Super Niçoise salad
Level up your salad game with our flavour and nutrient-packed Niçoise. The jammy, nutritious yolks of our tasty Enriched eggs, with soft, seared tuna, salty capers and crunchy veg is just what the doctor ordered!
37 minutes
Serves 4
Nutritional Information
Calories | 447 |
Protein | 37g |
Fat | 23g |
of which saturates | 4.1g |
Carbohydrates | 21.7g |
of which sugars | 7g |
Ingredients
- 400g Jersey Royal potatoes or seasonal new potatoes
- 2 teaspoons Dijon mustard
- 2 lemons, juice only
- 4 tablespoons extra virgin olive oil
- 8 black olives, pitted and roughly chopped
- 1 tablespoon baby capers, drained
- 2 (200g each) yellowfin tuna steaks
- 1 bunch asparagus, woody ends removed
- 4 Enriched eggs
- 500g mixed tomatoes, roughly chopped
- ½ bunch of tarragon, leaves picked
Method
- Bring a pan of salted water to the boil and cook the for 10-15 minutes, until tender.
- Meanwhile, to make the dressing, spoon the mustard into a mixing bowl and slowly drizzle in 4 tablespoons extra virgin olive oil, whisking continuously. Squeeze in some lemon juice to taste, then stir in the olives and capers.

[Dataset items]
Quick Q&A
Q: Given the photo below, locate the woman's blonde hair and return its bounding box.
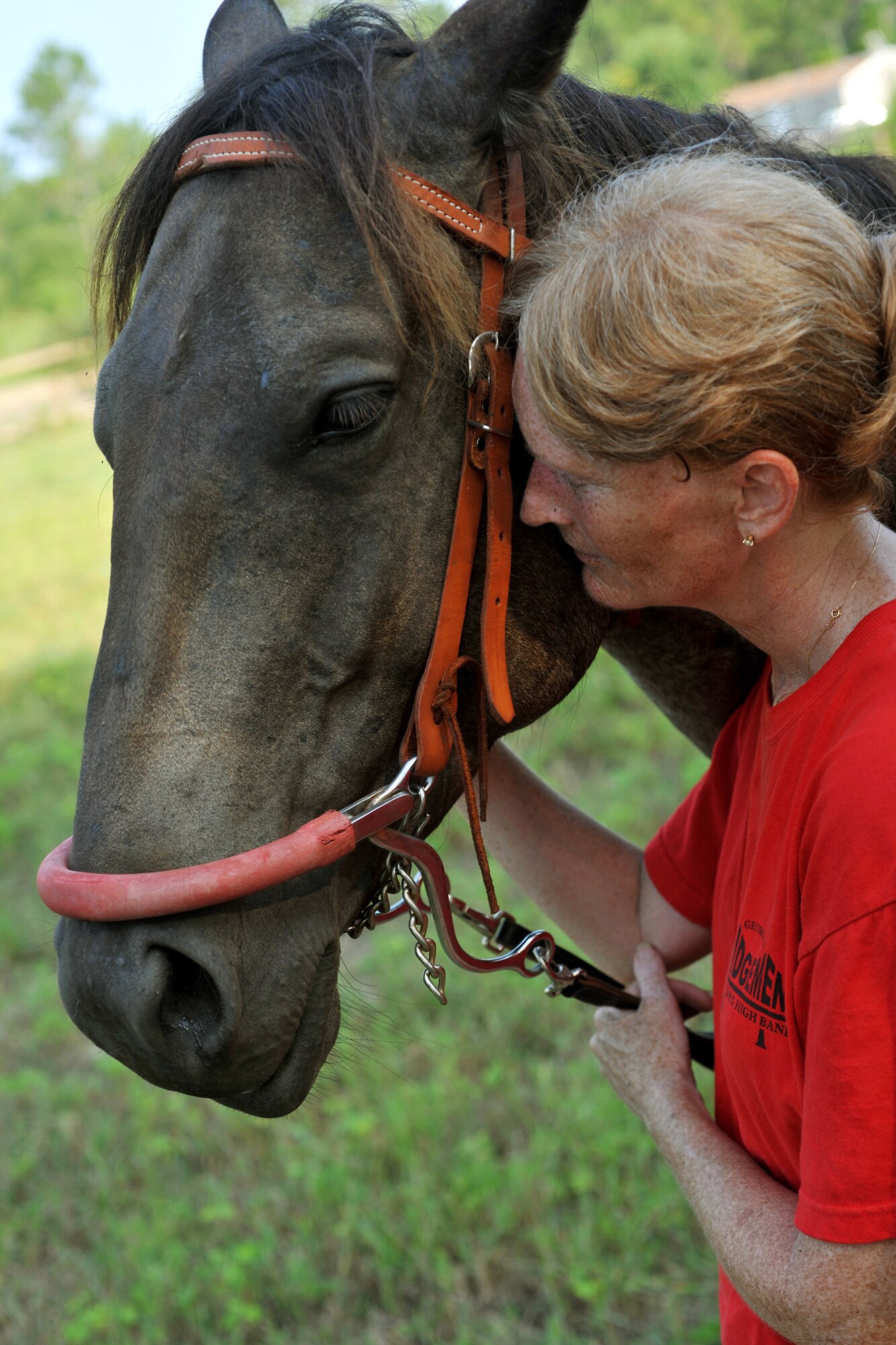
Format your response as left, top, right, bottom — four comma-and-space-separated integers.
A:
514, 153, 896, 507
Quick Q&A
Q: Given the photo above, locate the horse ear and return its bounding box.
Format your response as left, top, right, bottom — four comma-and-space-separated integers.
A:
202, 0, 288, 89
426, 0, 588, 129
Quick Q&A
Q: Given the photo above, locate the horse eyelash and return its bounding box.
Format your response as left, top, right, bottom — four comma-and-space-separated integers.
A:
317, 391, 389, 437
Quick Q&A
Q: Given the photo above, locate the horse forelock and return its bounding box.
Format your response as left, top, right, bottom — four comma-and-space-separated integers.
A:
91, 4, 896, 366
91, 4, 477, 350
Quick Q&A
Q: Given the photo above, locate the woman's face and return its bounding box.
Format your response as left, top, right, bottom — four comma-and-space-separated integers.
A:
514, 359, 740, 609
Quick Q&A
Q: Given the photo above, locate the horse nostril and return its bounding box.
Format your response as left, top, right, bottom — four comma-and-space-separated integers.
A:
153, 944, 223, 1041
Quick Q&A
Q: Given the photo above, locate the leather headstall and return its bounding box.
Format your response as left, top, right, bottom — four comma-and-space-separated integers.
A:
175, 130, 529, 776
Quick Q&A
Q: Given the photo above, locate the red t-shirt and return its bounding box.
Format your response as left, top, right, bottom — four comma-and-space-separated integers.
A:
646, 601, 896, 1345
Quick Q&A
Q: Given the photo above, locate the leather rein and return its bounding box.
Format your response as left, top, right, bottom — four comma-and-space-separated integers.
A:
38, 132, 713, 1068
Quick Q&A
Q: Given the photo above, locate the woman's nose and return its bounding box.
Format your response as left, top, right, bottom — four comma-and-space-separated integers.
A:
520, 459, 572, 527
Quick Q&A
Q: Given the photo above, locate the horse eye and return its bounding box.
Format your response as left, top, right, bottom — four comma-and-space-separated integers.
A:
312, 385, 394, 443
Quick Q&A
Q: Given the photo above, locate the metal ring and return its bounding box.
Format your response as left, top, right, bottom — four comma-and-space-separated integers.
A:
467, 332, 501, 387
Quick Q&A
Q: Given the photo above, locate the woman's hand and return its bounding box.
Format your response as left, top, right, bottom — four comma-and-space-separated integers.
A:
591, 943, 713, 1131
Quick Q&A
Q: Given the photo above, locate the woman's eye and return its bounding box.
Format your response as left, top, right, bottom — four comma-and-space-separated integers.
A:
312, 386, 394, 443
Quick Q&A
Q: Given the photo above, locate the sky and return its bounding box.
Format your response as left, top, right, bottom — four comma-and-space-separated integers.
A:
0, 0, 454, 167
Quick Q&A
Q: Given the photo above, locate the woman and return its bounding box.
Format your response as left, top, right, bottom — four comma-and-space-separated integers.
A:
487, 153, 896, 1345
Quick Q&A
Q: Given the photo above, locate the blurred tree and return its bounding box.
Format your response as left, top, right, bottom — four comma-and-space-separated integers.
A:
9, 42, 98, 171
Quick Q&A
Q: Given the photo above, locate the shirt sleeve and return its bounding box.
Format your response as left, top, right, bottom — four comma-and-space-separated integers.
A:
645, 712, 741, 929
795, 901, 896, 1243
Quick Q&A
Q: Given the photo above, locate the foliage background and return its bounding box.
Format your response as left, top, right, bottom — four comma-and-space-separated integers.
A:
0, 0, 896, 1345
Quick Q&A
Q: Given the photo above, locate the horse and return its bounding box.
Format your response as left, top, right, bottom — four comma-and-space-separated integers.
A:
55, 0, 896, 1116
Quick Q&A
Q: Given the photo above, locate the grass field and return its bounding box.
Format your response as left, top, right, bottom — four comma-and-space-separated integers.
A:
0, 414, 719, 1345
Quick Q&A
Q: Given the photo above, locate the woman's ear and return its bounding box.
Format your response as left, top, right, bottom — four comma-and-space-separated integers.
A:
735, 448, 799, 542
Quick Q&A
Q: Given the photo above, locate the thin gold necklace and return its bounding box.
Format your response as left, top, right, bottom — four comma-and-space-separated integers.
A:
806, 523, 883, 678
772, 522, 883, 706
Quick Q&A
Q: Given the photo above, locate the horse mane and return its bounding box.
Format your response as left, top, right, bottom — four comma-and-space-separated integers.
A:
91, 3, 896, 354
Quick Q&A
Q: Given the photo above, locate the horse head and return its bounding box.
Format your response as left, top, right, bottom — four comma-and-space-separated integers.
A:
56, 0, 608, 1116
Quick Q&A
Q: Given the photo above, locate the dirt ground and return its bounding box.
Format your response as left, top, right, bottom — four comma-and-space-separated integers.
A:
0, 342, 97, 443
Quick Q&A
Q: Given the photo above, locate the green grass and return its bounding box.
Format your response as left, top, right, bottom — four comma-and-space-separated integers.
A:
0, 414, 717, 1345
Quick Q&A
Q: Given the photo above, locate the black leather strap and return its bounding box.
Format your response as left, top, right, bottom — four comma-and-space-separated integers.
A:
493, 915, 716, 1069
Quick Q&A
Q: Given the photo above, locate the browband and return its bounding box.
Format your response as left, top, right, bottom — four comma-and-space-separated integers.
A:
175, 130, 529, 261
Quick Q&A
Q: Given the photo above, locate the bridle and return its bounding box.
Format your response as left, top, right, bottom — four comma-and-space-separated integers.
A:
38, 132, 712, 1067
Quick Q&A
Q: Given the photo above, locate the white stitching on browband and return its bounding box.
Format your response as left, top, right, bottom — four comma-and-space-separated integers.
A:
413, 196, 482, 238
177, 132, 282, 155
195, 149, 298, 168
393, 168, 483, 233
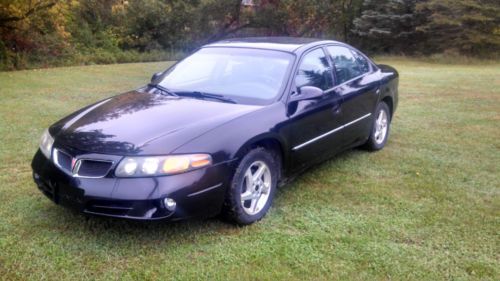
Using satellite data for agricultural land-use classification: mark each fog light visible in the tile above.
[163,198,177,212]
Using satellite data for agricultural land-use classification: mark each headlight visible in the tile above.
[40,129,54,159]
[115,154,212,177]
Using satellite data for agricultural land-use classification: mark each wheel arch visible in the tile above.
[234,133,289,178]
[380,95,394,116]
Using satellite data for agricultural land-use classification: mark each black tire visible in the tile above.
[364,102,391,151]
[222,147,281,225]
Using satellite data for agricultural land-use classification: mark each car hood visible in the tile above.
[50,91,260,155]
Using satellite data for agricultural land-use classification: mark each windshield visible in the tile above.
[158,47,294,105]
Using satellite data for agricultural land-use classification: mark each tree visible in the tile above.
[416,0,500,55]
[353,0,422,53]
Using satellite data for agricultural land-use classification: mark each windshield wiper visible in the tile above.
[148,83,179,97]
[176,91,237,103]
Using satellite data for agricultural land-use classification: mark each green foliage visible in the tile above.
[0,57,500,281]
[353,0,421,52]
[416,0,500,55]
[0,0,500,70]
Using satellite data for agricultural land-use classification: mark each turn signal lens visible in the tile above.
[191,154,212,168]
[40,129,54,159]
[163,156,190,174]
[115,154,212,177]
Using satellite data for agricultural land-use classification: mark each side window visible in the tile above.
[295,49,333,90]
[352,50,370,73]
[327,46,364,84]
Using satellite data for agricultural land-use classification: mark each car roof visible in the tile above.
[204,37,344,53]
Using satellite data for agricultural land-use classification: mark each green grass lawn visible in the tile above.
[0,58,500,280]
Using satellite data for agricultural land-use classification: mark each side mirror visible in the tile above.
[151,72,163,83]
[290,86,323,101]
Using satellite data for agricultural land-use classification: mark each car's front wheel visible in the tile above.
[365,102,391,151]
[224,147,280,225]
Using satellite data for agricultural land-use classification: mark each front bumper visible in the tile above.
[31,150,231,220]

**Activity:** From the Niçoise salad recipe above, extract the part that opens with the words "- Meanwhile, to" and closes with "olives and capers.".

**Answer to the exercise:**
- Meanwhile, to make the dressing, spoon the mustard into a mixing bowl and slowly drizzle in 4 tablespoons extra virgin olive oil, whisking continuously. Squeeze in some lemon juice to taste, then stir in the olives and capers.